* **Goal**:
Below are some records; return each one exactly.

——

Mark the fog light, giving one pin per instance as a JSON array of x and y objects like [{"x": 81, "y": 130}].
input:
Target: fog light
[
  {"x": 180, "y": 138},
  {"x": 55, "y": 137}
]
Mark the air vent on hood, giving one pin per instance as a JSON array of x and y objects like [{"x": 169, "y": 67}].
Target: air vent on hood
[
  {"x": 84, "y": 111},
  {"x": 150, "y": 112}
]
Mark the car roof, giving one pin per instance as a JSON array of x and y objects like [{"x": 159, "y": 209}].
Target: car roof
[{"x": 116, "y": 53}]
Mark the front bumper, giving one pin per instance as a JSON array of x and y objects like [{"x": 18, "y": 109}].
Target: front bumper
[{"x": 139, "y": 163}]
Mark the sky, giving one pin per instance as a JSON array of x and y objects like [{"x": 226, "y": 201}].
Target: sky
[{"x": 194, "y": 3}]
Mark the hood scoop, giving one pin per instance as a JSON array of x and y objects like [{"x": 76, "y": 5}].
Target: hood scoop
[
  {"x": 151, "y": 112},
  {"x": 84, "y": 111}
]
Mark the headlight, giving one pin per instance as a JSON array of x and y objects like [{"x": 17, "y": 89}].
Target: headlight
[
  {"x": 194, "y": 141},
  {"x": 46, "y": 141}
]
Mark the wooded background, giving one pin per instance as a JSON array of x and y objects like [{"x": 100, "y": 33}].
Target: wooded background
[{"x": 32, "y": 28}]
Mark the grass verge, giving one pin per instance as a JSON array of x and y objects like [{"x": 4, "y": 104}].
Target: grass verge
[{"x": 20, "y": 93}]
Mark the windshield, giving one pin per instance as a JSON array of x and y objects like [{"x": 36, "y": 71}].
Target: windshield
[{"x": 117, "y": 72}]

——

* **Answer in full**:
Mark the fog light, giving one pin per instance as a JSON array of x and y objects like [{"x": 81, "y": 130}].
input:
Target: fog light
[
  {"x": 180, "y": 138},
  {"x": 55, "y": 137}
]
Mark the air vent on hood, giving one pin per instance as a JSON array of x and y objects like [{"x": 169, "y": 67}].
Target: air vent on hood
[
  {"x": 84, "y": 111},
  {"x": 150, "y": 112}
]
Mark the car roof, giving one pin per instance as a JSON array of x and y objects like [{"x": 159, "y": 209}].
Target: car roof
[{"x": 116, "y": 53}]
Mark the front bumper, giving one pin per instance as a JSON array of x and y objects like [{"x": 18, "y": 109}].
Target: front bumper
[{"x": 139, "y": 163}]
Mark the sky, giving one pin per instance as a JSON array of x and y objects like [{"x": 226, "y": 201}].
Target: sky
[{"x": 194, "y": 3}]
Mark the hood scoop, giving one pin per instance as a JSON array of x and y objects like [{"x": 76, "y": 5}].
Target: hood scoop
[
  {"x": 151, "y": 112},
  {"x": 84, "y": 111}
]
Mark the headlight, giving one pin per instance as a JSON array of x and y objects like [{"x": 17, "y": 89}].
Target: headlight
[
  {"x": 194, "y": 141},
  {"x": 46, "y": 141}
]
Mark the wooded background, giving one pin per instance as a JSON array of x and y objects like [{"x": 100, "y": 33}].
Target: wooded background
[{"x": 32, "y": 28}]
Mark the grass verge, giving one pin per instance as a JSON array of x and y objects like [{"x": 4, "y": 104}].
Target: grass verge
[{"x": 20, "y": 93}]
Mark the windshield, giving one pin per instance as a JSON array of x and y objects like [{"x": 36, "y": 71}].
Target: windshield
[{"x": 117, "y": 72}]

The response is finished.